Bounding-box records:
::::::
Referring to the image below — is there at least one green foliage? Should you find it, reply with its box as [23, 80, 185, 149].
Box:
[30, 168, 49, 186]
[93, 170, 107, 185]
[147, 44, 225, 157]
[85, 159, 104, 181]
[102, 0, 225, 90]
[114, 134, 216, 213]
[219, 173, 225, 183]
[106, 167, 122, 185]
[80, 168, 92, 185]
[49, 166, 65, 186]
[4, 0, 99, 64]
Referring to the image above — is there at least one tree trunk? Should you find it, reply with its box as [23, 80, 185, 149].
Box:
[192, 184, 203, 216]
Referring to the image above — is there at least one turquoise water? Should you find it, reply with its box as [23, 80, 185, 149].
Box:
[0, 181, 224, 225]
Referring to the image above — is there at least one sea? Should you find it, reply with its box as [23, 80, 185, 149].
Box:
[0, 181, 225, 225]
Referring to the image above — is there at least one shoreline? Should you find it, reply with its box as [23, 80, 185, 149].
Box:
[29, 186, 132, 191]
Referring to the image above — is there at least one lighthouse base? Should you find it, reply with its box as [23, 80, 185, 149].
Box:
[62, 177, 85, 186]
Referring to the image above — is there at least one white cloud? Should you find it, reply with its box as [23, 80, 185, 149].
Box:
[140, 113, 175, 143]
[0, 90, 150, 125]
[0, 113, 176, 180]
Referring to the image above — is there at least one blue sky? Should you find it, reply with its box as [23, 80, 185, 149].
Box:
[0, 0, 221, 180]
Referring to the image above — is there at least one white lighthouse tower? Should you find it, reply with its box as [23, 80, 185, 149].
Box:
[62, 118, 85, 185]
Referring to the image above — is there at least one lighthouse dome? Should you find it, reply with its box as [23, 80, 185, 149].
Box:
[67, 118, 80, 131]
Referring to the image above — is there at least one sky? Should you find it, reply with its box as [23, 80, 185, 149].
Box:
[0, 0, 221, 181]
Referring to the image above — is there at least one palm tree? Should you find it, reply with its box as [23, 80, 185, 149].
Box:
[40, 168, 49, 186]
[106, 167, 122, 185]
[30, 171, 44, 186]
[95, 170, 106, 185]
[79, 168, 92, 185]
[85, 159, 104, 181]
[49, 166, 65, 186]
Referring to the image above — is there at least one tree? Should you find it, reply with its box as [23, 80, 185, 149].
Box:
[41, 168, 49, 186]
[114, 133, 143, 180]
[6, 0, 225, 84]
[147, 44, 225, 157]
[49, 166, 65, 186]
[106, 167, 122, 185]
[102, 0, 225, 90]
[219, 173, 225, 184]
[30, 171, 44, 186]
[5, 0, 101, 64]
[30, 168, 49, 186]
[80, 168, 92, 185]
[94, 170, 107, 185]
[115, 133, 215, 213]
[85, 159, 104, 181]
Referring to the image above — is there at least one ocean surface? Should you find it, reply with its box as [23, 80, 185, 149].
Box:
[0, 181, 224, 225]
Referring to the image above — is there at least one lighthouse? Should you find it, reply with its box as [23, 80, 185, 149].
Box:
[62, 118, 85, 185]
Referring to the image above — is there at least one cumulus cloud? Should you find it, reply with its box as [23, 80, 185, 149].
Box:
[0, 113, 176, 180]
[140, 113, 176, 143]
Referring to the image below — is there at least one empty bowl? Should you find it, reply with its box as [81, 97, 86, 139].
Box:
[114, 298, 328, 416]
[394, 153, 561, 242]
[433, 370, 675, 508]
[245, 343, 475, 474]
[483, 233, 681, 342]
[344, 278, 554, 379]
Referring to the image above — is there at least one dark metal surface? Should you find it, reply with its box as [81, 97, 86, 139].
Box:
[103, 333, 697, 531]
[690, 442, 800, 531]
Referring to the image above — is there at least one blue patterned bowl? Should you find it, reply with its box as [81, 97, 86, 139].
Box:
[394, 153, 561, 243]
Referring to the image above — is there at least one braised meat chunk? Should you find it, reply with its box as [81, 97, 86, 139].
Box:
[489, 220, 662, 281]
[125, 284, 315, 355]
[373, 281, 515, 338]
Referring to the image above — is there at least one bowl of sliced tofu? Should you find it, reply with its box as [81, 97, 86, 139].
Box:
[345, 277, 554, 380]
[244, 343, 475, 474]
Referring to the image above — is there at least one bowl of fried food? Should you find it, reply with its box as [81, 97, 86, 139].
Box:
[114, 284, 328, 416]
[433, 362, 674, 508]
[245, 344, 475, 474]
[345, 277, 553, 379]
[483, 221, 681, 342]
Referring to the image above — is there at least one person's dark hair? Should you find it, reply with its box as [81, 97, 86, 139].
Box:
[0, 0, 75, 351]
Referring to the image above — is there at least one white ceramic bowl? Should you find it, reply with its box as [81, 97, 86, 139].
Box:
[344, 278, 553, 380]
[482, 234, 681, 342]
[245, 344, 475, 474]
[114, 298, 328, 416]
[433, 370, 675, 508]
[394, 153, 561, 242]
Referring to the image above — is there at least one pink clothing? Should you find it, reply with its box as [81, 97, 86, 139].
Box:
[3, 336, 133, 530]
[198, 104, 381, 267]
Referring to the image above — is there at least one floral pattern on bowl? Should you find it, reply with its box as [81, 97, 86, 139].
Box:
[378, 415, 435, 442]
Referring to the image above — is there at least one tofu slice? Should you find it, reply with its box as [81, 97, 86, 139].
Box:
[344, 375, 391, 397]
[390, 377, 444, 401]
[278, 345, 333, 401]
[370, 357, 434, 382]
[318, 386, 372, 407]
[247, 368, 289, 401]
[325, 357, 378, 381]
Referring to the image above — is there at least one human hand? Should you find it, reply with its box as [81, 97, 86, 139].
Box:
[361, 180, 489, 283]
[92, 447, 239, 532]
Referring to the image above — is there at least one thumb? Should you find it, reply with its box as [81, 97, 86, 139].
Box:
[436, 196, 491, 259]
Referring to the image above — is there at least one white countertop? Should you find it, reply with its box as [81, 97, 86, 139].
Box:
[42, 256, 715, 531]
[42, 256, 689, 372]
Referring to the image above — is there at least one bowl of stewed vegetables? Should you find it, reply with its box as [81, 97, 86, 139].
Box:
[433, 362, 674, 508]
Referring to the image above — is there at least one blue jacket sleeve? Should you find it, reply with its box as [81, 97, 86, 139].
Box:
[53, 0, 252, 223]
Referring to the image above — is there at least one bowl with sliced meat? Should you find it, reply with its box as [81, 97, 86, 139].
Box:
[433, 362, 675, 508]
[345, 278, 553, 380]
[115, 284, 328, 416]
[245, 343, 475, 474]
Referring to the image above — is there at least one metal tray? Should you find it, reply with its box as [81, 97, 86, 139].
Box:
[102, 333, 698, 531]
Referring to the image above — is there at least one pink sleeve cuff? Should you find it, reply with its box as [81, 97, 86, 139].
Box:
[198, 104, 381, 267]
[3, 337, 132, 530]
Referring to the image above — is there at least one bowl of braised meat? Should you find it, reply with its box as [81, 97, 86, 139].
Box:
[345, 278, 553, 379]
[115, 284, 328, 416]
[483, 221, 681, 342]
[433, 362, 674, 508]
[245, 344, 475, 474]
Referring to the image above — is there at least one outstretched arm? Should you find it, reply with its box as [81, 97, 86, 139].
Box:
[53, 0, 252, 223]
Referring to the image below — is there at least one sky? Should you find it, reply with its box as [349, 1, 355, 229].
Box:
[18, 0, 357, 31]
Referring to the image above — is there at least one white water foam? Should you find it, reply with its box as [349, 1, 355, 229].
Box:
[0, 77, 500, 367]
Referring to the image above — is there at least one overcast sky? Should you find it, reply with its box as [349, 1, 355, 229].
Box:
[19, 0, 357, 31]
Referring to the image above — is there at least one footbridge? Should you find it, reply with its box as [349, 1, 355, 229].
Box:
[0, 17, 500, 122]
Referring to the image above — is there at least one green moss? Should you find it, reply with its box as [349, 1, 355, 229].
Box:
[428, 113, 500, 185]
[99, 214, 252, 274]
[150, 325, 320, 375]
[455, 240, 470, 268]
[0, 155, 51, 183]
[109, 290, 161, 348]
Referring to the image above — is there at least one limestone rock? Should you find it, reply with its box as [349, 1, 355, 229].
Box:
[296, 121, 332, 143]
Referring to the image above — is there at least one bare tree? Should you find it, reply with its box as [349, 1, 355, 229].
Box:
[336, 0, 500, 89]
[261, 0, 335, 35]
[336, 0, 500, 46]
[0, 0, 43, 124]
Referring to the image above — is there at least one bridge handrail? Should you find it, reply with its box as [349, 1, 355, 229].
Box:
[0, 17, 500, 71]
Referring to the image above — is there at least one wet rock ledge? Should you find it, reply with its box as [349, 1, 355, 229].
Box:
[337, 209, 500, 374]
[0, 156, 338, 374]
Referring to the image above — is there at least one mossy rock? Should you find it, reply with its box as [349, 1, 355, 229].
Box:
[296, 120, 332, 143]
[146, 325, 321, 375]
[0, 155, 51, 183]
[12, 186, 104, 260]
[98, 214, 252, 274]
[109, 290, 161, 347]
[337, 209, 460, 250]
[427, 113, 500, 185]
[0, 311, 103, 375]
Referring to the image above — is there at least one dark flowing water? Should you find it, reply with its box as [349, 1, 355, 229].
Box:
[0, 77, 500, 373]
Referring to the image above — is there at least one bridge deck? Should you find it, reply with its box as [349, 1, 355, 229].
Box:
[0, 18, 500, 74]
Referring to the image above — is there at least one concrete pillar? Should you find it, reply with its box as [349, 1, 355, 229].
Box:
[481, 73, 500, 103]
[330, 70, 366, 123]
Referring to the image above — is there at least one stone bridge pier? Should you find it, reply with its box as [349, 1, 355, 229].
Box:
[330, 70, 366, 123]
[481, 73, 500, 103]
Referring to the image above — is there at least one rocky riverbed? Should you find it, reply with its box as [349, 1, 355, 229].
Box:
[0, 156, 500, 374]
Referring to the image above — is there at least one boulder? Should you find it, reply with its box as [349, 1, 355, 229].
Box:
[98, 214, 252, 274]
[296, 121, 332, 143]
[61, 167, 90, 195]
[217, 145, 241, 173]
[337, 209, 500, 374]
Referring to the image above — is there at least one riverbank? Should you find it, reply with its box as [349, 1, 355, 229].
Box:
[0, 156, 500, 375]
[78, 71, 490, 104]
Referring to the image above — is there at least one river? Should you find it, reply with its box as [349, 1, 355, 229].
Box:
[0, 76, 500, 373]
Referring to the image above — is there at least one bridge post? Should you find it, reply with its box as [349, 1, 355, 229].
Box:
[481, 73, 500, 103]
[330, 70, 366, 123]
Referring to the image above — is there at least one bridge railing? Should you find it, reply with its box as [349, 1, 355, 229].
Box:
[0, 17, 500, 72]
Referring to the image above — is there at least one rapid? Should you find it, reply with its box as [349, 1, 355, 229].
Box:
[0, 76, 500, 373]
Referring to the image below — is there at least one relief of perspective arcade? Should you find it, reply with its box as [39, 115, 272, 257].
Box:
::::::
Written request:
Transcribe the rows verbatim, starting at the line that contains "one green moss?" and stopping after the line that contains "[0, 156, 338, 374]".

Exercise solution:
Referring to the image above — is there at least one green moss? Should you find it, reply with its box as [349, 1, 355, 229].
Box:
[428, 113, 500, 185]
[99, 214, 252, 274]
[150, 325, 320, 375]
[455, 240, 470, 268]
[0, 155, 51, 183]
[109, 290, 161, 348]
Referring to the image above — is there at least one limestone rock? Should you find it, reply with its box as [349, 1, 355, 229].
Box:
[296, 121, 332, 143]
Referring to the image above — is there at least one bare tree? Should you find it, reply with its box as [349, 1, 355, 229].
Box:
[336, 0, 500, 89]
[261, 0, 335, 35]
[336, 0, 500, 46]
[0, 0, 43, 124]
Referring to the image above — is there at least one bridge handrail? Should you find it, reply with its box as [349, 1, 355, 229].
Box:
[0, 17, 500, 71]
Referring to the image above — is there at least one wet rock ledge? Should you find it, reply with its box as [349, 1, 355, 229].
Box:
[337, 209, 500, 374]
[0, 156, 338, 374]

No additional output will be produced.